Every line holding the string "with" should be copied out of the listing.
(Beginning of Data provided)
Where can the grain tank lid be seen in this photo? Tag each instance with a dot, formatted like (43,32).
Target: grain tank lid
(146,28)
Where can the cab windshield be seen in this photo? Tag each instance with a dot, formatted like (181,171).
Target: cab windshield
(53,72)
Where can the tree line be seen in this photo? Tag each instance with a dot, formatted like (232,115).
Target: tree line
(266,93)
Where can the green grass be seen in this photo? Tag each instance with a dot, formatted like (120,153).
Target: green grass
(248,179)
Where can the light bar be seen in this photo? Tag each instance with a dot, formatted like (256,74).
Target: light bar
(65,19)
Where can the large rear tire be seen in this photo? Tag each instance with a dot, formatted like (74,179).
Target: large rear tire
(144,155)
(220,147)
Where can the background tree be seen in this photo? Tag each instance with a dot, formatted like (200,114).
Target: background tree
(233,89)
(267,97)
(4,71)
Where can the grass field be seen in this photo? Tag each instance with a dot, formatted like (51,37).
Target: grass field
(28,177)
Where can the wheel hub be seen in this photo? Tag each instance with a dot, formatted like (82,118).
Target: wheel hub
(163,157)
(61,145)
(End of Data provided)
Task answer -
Where can the grain tank lid be seen in this photo? Tag each instance with a dot, formatted like (43,32).
Where can the cab windshield be seen in this photo? Tag each instance with a dot, formatted like (181,171).
Where can the tree line be seen in this photo? Tag each instance with a dot, formatted like (232,115).
Where can the green grass be seen in this photo? Tag each instance with a dot, formatted like (120,153).
Where can the light bar be seen in this photo? Tag each instance with a dot, formatted like (256,74).
Where can the large rear tire be seen in this photo? Tag each instance with a dot, formatted like (74,179).
Where can the background tree be seen in this photo? Tag each instance with a dot, formatted like (200,114).
Where can the grass field be seen in this photo? Tag each instance with a dot, formatted like (51,37).
Where can the wheel hub be seen in this photo? Tag each instance with a dot, formatted like (82,118).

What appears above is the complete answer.